I have mixed feelings about Zeynep Tufekci’s op-ed about conspiracy theories in today’s New York Times. On the plus side, she recognizes that such stories aren’t simply an irrational invasion from the fever swamps—that when elites are secretive and dishonest, suspicious speculations follow. But her critique of the internet is much weaker.
“I’m originally from Turkey, so I’m used to my Western friends snickering at the prevalence of conspiracy theories in the Middle East,” Tufekci writes. “It is frustrating, but the reason for these theories is not a mystery. Elites do practice excessive secrecy. Foreign powers have meddled in the region for decades. Institutions that are supposed to be trusted intermediaries, separating facts from fiction while also challenging the powerful, are few and weak.” And the Middle East, obviously, isn’t the only place where some or all of that is true:
People think that their governments are working against them, or at least not for them, and in some cases this is true. Ruling elites around the world are circling their wagons, and fueling more suspicion and mistrust. Reversing that would be the best defense against baseless paranoia…
Since Tufekci’s piece is pegged to recent rumors about Hillary Clinton’s health, it’s worth noting a big reason those long-simmering stories just boomed: Last weekend, Clinton really did try to conceal a health problem. Hide one secret, and people find it easier to believe you’re hiding more. It isn’t the most significant case of secrecy sparking speculation, but it’s a pretty clear-cut example.

_The problem_
Please answer from the passage on conspiracy theories: what did Clinton try to conceal last weekend?

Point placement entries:
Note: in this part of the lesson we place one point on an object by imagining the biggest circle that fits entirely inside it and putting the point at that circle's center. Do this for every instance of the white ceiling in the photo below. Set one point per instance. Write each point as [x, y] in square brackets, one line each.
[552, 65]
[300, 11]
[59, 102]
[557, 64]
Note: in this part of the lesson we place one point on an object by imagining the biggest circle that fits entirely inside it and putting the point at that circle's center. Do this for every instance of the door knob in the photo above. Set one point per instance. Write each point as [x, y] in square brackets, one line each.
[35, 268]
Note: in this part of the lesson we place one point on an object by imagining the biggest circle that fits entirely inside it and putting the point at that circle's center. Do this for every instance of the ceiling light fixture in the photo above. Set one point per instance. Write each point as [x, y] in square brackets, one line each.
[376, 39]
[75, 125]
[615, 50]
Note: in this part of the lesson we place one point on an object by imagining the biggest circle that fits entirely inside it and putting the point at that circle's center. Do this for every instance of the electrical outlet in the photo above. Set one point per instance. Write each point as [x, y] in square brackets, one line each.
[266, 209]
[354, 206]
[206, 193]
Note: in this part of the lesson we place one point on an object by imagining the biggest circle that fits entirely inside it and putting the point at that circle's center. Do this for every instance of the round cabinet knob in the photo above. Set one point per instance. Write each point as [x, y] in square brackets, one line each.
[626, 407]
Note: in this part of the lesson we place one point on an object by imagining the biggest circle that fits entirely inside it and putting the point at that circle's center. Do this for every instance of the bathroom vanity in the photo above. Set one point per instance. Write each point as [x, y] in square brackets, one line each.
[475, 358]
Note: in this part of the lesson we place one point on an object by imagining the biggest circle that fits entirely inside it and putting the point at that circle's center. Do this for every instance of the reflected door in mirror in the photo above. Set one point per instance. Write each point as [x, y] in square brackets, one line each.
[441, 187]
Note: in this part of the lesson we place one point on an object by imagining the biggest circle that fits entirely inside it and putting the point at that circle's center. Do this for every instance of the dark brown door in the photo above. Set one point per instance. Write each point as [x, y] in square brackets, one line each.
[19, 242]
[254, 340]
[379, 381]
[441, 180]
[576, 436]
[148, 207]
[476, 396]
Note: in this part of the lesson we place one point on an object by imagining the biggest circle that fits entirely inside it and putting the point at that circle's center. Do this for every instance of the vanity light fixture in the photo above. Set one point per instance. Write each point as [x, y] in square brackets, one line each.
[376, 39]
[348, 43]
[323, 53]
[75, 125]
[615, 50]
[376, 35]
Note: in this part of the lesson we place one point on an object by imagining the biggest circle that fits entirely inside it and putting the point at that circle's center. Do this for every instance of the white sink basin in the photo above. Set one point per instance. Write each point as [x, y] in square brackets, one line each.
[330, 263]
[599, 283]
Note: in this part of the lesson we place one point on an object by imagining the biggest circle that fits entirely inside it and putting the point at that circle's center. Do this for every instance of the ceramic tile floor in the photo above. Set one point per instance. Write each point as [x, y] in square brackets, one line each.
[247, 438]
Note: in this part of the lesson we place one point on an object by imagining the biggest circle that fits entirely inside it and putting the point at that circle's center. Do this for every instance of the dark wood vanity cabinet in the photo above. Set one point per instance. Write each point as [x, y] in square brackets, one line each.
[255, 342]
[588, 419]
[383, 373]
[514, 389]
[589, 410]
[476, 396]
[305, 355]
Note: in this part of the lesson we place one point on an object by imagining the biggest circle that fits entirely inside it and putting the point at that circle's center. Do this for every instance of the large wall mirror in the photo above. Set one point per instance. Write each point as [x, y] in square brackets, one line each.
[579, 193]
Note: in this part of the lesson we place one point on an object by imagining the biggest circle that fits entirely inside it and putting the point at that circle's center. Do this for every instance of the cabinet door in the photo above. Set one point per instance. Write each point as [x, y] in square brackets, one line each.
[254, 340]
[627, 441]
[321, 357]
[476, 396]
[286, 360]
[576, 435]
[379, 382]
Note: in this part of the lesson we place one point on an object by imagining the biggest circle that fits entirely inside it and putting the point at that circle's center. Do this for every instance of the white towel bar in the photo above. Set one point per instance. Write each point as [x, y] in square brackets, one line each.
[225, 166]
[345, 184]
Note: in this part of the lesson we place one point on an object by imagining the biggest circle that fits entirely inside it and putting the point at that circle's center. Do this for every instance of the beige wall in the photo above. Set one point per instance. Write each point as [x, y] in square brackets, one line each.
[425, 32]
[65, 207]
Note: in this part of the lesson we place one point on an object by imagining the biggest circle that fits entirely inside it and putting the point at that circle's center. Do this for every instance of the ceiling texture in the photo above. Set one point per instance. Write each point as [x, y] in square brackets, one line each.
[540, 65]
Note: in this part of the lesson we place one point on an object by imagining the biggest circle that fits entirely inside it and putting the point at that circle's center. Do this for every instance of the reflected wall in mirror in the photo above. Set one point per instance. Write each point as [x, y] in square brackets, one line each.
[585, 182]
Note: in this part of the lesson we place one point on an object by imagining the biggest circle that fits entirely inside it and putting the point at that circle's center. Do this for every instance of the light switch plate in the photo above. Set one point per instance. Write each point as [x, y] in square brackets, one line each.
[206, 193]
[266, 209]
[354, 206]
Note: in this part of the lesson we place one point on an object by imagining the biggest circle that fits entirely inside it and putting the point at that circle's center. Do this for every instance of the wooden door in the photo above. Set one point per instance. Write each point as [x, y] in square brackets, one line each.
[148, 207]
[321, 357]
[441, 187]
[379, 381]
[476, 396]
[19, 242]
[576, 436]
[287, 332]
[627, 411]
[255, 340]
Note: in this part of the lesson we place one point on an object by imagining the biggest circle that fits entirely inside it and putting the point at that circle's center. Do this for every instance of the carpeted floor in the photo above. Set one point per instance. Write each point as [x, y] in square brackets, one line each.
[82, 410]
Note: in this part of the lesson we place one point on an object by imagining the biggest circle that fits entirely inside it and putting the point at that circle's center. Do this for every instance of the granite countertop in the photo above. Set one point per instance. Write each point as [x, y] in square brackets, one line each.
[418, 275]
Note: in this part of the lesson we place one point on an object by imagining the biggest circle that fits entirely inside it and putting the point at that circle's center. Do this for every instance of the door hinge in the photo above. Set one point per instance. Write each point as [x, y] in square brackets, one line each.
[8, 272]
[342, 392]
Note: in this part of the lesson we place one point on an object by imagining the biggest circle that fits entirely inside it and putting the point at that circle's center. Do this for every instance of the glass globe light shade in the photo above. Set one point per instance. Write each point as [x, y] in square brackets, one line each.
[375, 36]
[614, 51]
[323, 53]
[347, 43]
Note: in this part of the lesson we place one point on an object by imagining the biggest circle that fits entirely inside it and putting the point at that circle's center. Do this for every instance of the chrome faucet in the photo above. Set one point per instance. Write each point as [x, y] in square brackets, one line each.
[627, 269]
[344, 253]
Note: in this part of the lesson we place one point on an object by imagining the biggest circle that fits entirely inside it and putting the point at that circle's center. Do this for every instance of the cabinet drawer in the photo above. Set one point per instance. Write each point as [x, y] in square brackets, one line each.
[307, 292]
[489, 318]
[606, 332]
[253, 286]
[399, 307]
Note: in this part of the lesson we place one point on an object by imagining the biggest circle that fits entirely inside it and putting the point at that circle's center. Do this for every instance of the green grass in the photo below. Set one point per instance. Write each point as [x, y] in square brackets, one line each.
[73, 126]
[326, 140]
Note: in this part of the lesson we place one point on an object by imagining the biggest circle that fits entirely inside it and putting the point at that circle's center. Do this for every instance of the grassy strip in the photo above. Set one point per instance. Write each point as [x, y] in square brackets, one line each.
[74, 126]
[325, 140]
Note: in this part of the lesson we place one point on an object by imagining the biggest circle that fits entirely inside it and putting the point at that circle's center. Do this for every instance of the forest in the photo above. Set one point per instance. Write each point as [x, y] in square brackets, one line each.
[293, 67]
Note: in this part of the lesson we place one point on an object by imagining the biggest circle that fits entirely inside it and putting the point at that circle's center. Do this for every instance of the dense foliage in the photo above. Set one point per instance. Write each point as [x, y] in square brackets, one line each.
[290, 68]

_Worked answer_
A health problem.